→ Selected extract

Sunday, June 15, 2008

ADB: Malaysia right in reducing fuel subsidies

Monday June 16, 2008

ADB: Malaysia right in reducing fuel subsidies

KUALA LUMPUR: Malaysia was right in reducing fuel subsidies but some form of “targeted relief” should be given to the poor, said Manila-based Asian Development Bank managing director-general Rajat M. Nag.

If the subsidies had not been reduced, it would have “built up pressure” in the economy which would have led to a fuel price shock at a later stage, he said while speaking on the topic of “Global Risks on Asia's Agenda” at the World Economic Forum on East Asia here yesterday.

World meet: Abdullah at the welcome reception for WEF-EA participants in Kuala Lumpur yesterday. With him are WEF founder and executive chairman Prof Klaus Schwab, (second from left) and former Pakistan Prime Minister Shaukat Aziz (third from left). At right is Datin Seri Jeanne Abdullah.

Nag believed, however, that the largest risk to Asia in the current inflationary climate was income inequality, which needed to be addressed.

In many cities throughout developing Asia, one could see “the two faces of Asia” – the poor and the rich.

“There is tension developing and it is going to the streets,” he said.

→ Task details
Answer these from the fuel subsidies article:
1. What topic was Nag speaking on at the World Economic Forum on East Asia?
2. By Nag's account, what would have happened if the subsidies had not been reduced?
3. What did Nag consider the largest risk to Asia in the current inflationary climate?

→ Dataset excerpts
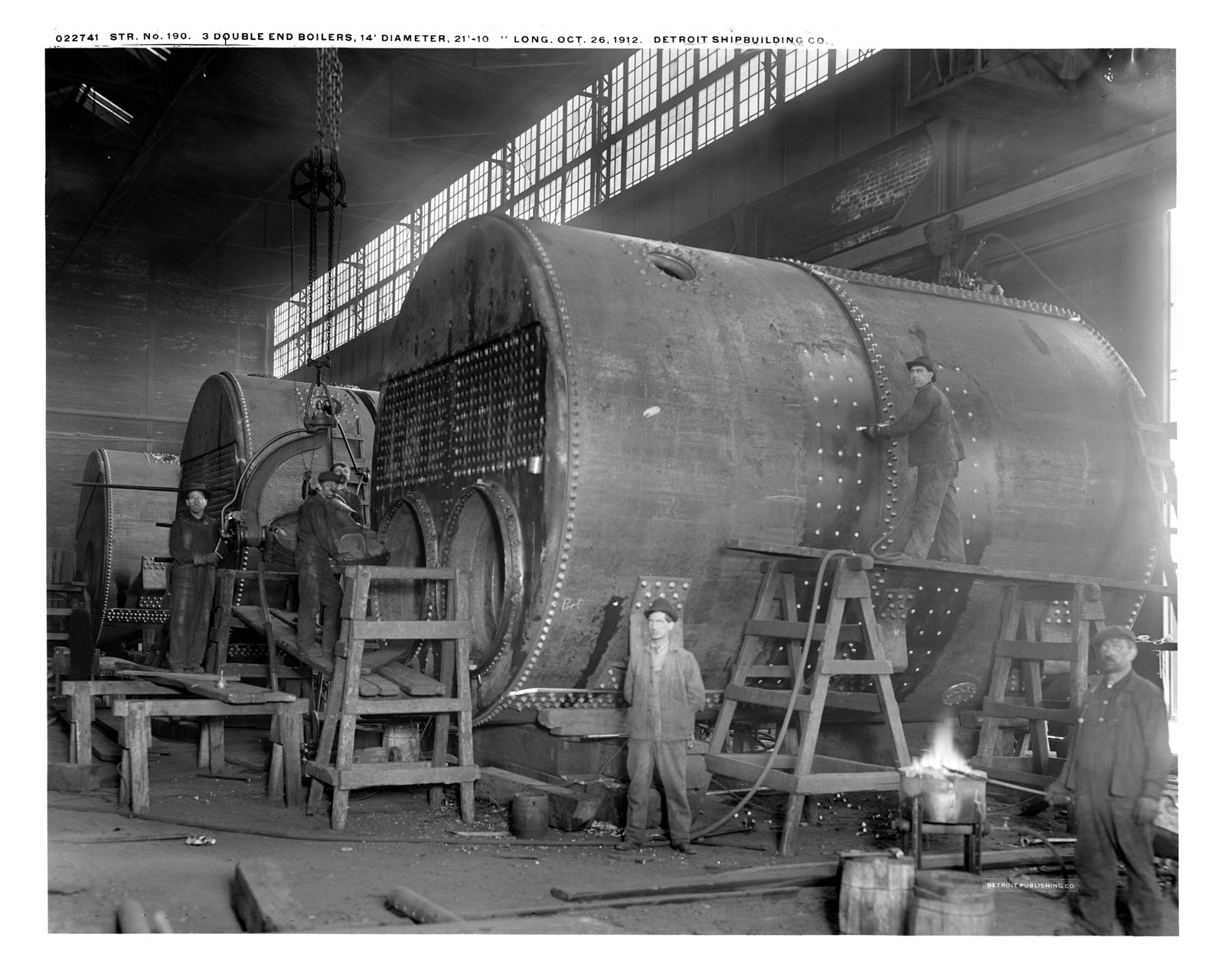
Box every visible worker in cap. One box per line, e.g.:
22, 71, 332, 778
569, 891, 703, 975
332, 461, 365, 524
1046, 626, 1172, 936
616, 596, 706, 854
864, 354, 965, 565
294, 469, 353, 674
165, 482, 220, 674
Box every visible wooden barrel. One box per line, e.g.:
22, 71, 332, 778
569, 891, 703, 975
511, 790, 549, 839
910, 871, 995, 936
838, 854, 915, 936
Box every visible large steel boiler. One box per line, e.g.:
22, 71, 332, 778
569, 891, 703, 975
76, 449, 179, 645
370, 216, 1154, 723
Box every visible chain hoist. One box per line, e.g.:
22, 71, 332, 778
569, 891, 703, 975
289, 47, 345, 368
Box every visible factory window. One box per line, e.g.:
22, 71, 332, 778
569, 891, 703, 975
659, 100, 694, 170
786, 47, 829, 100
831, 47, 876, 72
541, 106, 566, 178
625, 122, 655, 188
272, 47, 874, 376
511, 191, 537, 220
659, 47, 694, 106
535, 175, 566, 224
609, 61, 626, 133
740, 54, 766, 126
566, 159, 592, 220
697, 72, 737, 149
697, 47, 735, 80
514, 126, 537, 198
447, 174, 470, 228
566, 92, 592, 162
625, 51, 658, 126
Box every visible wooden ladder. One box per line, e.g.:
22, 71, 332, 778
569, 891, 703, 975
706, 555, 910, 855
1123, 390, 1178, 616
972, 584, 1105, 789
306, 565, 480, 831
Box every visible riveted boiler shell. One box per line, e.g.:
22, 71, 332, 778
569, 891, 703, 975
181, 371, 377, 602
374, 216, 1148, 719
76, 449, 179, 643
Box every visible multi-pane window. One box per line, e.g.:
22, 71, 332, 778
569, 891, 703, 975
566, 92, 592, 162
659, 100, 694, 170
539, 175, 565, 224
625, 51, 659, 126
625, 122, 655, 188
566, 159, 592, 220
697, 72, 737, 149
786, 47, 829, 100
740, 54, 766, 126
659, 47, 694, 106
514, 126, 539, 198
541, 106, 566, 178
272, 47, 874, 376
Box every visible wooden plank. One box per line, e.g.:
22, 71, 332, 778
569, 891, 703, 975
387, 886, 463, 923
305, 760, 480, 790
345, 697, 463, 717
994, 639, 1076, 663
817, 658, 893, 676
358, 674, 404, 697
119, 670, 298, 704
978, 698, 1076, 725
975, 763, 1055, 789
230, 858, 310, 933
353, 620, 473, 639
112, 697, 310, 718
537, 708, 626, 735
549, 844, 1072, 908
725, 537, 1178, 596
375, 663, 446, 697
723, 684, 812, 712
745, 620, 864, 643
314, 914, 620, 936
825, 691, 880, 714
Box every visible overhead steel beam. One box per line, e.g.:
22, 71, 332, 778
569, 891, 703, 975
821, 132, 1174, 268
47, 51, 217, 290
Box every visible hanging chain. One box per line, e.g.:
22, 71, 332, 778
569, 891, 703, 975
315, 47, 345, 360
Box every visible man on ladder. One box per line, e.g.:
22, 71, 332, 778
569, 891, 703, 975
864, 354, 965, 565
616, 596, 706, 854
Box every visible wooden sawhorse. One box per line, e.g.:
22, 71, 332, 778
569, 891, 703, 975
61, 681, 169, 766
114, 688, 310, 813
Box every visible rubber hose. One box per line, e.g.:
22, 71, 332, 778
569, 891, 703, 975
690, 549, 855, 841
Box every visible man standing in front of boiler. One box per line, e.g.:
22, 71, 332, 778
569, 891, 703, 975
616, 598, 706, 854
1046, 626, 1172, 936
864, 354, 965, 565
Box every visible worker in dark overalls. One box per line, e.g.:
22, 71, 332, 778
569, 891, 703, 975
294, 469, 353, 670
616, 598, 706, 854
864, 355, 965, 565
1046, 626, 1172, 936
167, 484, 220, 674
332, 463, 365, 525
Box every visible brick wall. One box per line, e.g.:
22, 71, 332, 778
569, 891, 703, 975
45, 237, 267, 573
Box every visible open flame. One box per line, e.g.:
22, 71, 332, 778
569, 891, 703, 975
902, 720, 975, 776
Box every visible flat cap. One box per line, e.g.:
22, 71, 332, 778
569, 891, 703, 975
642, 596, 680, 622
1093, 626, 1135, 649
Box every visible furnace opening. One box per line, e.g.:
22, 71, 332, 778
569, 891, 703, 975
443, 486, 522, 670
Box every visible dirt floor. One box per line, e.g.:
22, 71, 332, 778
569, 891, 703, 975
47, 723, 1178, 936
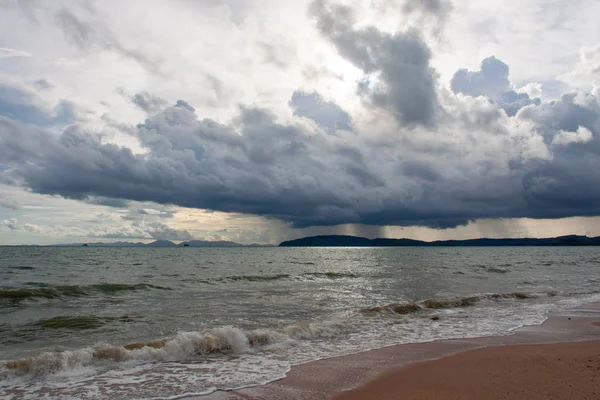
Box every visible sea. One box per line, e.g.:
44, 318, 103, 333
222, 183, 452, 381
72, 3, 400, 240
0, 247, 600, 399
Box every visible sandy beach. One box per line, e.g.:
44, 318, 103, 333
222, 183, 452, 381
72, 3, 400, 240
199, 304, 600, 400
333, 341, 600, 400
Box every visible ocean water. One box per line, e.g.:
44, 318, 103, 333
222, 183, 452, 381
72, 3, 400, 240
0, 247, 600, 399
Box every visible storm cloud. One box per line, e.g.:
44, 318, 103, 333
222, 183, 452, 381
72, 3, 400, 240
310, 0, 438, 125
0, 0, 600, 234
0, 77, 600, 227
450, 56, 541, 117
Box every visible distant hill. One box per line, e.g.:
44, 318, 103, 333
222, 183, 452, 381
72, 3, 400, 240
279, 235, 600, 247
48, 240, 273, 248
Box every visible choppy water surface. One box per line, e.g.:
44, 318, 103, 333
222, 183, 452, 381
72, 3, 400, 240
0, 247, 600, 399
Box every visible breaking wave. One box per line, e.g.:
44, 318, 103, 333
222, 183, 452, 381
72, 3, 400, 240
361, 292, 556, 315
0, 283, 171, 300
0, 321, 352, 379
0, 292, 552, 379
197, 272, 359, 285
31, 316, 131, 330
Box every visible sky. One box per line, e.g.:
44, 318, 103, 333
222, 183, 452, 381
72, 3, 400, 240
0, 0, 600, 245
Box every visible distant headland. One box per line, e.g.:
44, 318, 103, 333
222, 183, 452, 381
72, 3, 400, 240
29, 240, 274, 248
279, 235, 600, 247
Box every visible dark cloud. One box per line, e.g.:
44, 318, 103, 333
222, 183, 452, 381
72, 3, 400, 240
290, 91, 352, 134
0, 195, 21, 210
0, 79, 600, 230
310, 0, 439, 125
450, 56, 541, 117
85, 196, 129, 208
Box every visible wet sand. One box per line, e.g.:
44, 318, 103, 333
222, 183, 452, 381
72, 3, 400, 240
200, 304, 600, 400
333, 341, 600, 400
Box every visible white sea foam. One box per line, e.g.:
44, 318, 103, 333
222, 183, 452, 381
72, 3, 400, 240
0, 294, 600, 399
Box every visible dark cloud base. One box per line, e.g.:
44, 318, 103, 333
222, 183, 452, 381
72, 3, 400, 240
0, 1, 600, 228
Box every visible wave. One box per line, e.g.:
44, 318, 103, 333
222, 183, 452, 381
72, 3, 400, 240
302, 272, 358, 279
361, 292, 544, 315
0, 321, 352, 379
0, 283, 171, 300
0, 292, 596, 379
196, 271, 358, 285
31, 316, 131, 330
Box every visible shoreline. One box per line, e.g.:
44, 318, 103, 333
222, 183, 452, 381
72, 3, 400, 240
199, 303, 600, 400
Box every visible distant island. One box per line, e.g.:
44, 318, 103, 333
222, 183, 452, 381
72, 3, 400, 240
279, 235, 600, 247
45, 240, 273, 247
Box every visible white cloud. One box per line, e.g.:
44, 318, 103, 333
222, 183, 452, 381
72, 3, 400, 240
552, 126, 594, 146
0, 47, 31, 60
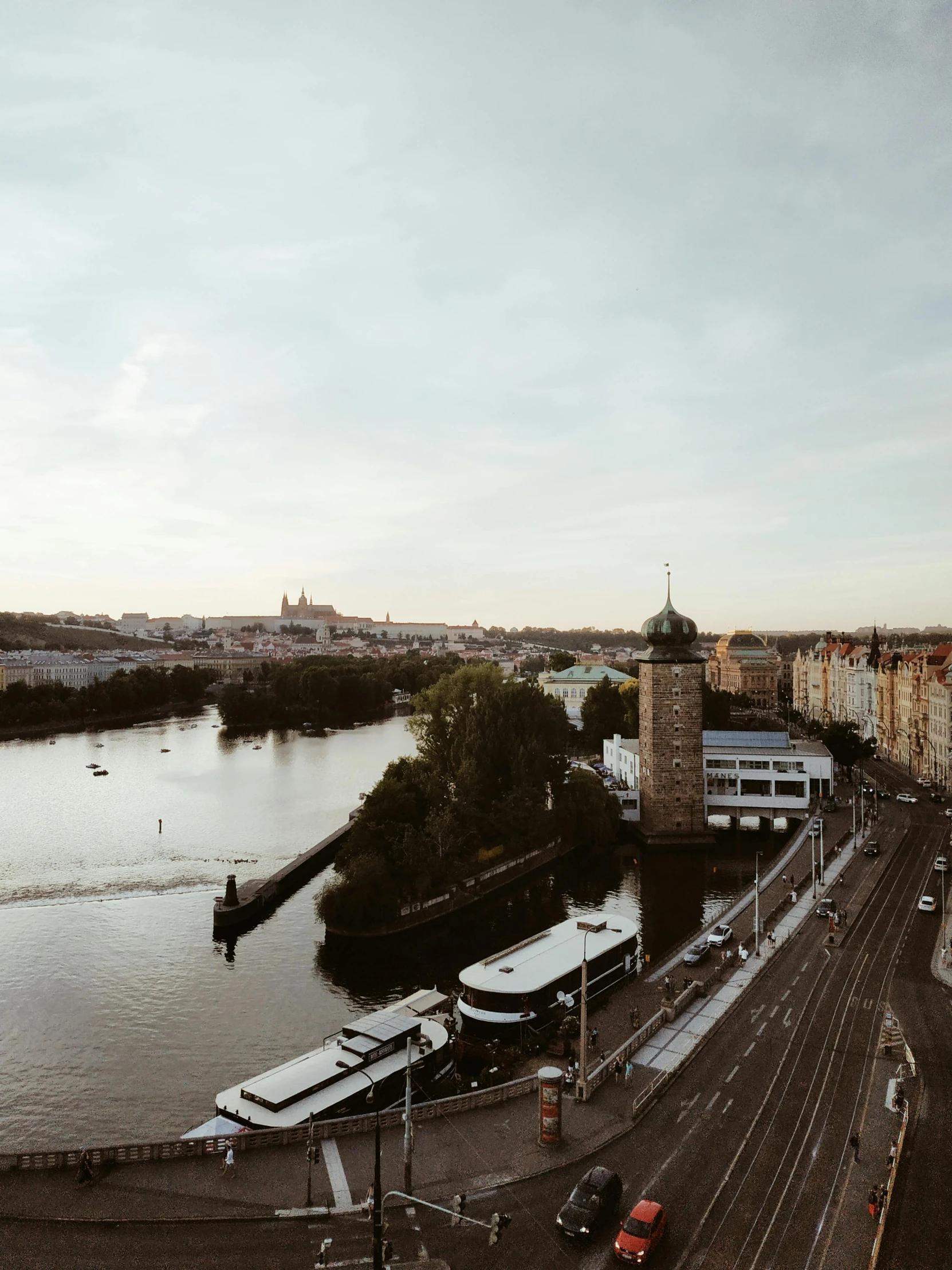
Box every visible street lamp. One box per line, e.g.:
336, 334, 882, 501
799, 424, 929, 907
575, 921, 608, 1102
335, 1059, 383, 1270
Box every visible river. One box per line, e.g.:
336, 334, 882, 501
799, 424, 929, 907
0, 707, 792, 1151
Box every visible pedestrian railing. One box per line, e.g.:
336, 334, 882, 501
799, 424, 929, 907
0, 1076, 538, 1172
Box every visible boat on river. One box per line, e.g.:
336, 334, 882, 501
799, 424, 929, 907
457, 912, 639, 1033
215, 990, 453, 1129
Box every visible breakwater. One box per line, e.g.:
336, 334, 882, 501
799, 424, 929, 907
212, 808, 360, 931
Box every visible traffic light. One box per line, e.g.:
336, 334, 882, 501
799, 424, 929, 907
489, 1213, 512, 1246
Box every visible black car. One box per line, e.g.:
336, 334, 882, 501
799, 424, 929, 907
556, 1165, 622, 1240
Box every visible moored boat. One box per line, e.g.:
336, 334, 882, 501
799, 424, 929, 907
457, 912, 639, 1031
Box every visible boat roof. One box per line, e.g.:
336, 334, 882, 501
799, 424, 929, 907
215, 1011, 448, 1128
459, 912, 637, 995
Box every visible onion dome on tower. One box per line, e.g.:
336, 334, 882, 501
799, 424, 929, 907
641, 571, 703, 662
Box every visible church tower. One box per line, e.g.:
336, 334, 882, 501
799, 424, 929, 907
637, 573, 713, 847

→ Result below
1. "Global Risks on Asia's Agenda."
2. Pressure would have built up in the economy, leading to a fuel price shock at a later stage.
3. Income inequality.